◆ THE DATA:
########

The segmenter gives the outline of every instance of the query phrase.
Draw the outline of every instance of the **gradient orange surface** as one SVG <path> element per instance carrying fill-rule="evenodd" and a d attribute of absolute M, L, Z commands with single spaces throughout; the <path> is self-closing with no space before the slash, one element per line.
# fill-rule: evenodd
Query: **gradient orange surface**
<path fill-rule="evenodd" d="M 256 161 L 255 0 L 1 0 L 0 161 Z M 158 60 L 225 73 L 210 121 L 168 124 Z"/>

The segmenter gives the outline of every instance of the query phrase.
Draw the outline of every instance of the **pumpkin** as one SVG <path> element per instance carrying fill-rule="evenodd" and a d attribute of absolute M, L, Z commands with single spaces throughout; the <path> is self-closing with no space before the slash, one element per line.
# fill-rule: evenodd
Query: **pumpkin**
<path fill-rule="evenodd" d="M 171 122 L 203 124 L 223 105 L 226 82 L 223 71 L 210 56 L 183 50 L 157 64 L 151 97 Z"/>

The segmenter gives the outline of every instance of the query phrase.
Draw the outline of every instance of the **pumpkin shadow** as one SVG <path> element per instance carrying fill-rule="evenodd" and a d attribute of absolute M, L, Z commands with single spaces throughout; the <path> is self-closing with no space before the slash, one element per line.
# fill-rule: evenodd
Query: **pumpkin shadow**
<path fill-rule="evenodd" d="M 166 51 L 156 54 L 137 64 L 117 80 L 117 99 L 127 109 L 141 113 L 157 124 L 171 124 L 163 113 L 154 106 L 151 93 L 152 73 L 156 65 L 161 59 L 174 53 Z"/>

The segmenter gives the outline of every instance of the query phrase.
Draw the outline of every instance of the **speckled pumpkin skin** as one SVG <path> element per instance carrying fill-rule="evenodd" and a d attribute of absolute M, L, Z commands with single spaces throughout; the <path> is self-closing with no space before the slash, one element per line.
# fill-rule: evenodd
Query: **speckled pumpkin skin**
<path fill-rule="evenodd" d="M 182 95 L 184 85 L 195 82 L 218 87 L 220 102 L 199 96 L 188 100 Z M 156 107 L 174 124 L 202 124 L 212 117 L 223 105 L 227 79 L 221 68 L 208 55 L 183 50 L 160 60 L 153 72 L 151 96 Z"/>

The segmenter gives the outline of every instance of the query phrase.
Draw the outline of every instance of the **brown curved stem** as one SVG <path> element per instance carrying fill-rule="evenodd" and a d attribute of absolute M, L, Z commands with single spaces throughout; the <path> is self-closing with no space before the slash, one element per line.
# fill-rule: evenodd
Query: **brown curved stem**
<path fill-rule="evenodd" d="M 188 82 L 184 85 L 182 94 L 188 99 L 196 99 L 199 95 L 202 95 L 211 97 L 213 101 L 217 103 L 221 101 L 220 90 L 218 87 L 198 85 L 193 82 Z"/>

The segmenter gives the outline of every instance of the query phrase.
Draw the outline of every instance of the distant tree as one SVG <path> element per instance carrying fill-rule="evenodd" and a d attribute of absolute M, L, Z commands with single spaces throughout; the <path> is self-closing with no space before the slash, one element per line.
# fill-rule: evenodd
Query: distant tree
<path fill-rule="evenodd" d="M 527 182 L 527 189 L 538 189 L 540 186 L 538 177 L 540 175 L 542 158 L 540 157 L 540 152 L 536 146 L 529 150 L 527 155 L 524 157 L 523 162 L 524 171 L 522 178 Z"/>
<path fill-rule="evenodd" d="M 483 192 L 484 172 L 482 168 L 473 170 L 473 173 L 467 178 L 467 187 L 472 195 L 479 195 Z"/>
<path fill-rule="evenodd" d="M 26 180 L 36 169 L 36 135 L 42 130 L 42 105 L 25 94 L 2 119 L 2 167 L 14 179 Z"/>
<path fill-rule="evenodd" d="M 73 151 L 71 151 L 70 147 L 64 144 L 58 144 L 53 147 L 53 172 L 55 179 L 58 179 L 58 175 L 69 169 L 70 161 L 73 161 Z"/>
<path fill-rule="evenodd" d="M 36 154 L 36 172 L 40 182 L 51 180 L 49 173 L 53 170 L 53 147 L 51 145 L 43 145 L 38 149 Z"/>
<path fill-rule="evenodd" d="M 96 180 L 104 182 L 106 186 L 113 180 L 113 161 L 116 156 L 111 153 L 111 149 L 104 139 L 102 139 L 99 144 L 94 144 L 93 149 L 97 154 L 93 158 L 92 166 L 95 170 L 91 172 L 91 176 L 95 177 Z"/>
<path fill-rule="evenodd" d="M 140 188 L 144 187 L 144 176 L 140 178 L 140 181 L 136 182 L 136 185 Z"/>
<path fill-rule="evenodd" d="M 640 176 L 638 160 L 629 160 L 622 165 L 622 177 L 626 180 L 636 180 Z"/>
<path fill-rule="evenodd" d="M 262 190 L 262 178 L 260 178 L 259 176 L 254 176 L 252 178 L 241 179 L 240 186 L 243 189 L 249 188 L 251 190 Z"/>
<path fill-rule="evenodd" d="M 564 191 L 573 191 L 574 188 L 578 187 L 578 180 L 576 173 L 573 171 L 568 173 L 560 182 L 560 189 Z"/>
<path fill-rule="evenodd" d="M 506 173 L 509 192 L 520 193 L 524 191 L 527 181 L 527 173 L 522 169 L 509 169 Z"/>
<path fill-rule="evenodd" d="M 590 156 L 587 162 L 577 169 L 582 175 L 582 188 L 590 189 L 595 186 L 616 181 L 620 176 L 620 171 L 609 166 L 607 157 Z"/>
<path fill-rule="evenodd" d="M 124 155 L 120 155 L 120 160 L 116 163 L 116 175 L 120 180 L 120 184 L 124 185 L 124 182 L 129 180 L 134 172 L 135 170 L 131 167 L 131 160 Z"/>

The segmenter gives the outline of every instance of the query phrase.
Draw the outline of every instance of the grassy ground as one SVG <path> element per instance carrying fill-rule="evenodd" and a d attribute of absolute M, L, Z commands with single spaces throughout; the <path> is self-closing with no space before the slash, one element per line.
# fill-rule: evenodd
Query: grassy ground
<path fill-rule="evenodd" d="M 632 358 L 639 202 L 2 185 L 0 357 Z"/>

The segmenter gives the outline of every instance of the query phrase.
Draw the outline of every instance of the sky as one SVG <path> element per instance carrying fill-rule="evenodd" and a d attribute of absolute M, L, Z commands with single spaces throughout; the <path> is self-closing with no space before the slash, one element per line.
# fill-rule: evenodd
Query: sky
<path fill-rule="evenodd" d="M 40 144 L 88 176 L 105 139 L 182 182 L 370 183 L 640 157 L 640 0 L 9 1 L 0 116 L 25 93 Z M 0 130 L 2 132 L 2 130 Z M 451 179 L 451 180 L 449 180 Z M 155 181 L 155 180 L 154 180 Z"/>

########

Find every line in the data above that contains the string “curved” and copy each of those lines in full. Case counts, so only matches with the same capitalization qualify.

Draw the outline of every instance of the **brown curved stem** as one SVG <path> element per instance carrying fill-rule="evenodd" and a d attribute of absolute M, L, Z commands with single spaces throughout; the <path> is self-closing with no space before the slash, one element per line.
Query: **brown curved stem**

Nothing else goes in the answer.